# SELECTION
>> Begin
Like most “good” modern puzzle games, the instant Infinifactory is started you’re given no formal tutorial. You begin by walking down corridors, learning basic movement and block-placing mechanics while absorbing every inch of the dystopic scenery. You know you’re in some sort of spacecraft, and you know you’re not here because you chose to be.  Following that grim line of narrative, you notice a multitude of dead bodies strewn in outer space and some within the spacecraft itself.  It’s easy to see that this is not a friendly world…

But quickly, as is the case with many puzzle-centric games, you will likely realize that the freaky narrative of being abducted by aliens and forced to create crazy machines is little more than a safety blanket covering what would otherwise be a game without plot, characters, tone, or setting.  Infinifactory would indeed be the same excellent puzzle game, even if there weren’t the memorable spacescapes and alien overlords.
>> End
# EXERCISE AIM
Translate this sentence from the Infinifactory text into Spanish: "You know you’re in some sort of spacecraft, and you know you’re not here because you chose to be."

# DATA
>> Begin
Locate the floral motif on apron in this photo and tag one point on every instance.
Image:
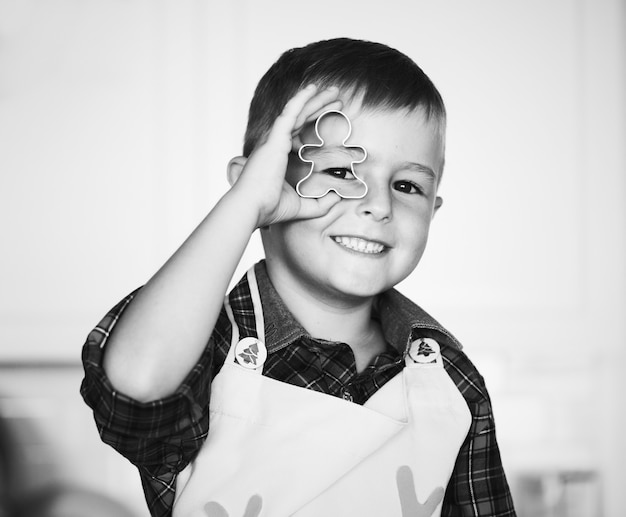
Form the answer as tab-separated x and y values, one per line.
>> End
# RESPONSE FOR THIS EXERCISE
Sabes que estás en algún tipo de nave espacial, y sabes que no estás aquí porque lo hayas elegido.